**TESTO FORNITO:**
##########
Colloqui di lavoro assurdi – parte seconda

colloqui di lavoro assurdi

Qualche tempo fa ho scritto del colloquio di lavoro più assurdo che mi sia mai capitato. Ma da allora il mio cv in fatto di colloqui di lavoro assurdi si è arricchito di un bel po’ di esperienza. Forse è proprio vero che il colloquio di lavoro più assurdo che mi sia mai capitato è quello che deve ancora succedermi. Ma nel frattempo li ho suddivisi in cinque tipologie.

1. Quello che ti vuole assumere per forza

Forse sarà come dice mia sorella – che è anche quella che mi tiene i conti e si preoccupa che non vada in fallimento – forse è solo questione di prezzo. O forse no. Per me è questione di carattere. Sventolami sotto il naso un contratto a tempo indeterminato e mi vedrai fuggire a gambe levate. Ma scusate, non si era detto che saremmo finiti tutti a partita IVA? Perché volete far firmare proprio me che mi sono già attrezzata? Sì, magari tra qualche anno finirò al circolino a lamentarmi delle tasse, ma sarò in buona compagnia. Non è che non voglio lavorare per voi, è che lavoro meglio in autonomia. Più lunga è la corda e più alto vola l’aquilone. No?
##########
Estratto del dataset

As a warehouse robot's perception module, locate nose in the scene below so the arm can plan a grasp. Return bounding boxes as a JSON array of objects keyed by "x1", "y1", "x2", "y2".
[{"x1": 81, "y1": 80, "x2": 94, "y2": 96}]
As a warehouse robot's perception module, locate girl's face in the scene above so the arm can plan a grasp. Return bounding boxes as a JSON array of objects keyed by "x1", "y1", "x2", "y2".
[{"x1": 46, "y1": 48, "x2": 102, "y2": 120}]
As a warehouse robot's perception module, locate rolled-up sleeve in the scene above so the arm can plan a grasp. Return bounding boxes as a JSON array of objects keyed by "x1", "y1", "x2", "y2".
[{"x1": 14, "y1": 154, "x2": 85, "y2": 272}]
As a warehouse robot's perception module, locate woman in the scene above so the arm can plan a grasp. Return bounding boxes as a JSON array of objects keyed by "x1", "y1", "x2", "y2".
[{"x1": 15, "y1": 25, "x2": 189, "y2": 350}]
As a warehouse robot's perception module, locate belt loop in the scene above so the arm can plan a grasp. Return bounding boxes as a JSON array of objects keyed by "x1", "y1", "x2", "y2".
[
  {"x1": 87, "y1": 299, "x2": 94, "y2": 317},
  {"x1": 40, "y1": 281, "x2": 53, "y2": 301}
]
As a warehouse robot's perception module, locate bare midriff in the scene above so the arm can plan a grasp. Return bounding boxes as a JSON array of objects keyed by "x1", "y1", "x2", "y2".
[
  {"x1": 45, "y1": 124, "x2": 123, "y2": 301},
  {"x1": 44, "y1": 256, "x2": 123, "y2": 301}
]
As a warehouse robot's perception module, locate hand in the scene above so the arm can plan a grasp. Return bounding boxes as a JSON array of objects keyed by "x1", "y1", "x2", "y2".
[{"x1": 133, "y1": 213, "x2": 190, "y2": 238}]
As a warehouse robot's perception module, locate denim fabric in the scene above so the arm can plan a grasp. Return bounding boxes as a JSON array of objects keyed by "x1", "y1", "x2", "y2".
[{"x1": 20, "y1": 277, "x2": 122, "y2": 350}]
##########
**DESCRIZIONE DEL COMPITO:** Trascrivi dal testo sui colloqui di lavoro assurdi il passaggio che va da "Forse sarà come" fino a "vola l’aquilone. No?" compreso. Le voci non servono per lo svolgimento.

**SOLUZIONE ESERCIZIO:**
Forse sarà come dice mia sorella – che è anche quella che mi tiene i conti e si preoccupa che non vada in fallimento – forse è solo questione di prezzo. O forse no. Per me è questione di carattere. Sventolami sotto il naso un contratto a tempo indeterminato e mi vedrai fuggire a gambe levate. Ma scusate, non si era detto che saremmo finiti tutti a partita IVA? Perché volete far firmare proprio me che mi sono già attrezzata? Sì, magari tra qualche anno finirò al circolino a lamentarmi delle tasse, ma sarò in buona compagnia. Non è che non voglio lavorare per voi, è che lavoro meglio in autonomia. Più lunga è la corda e più alto vola l’aquilone. No?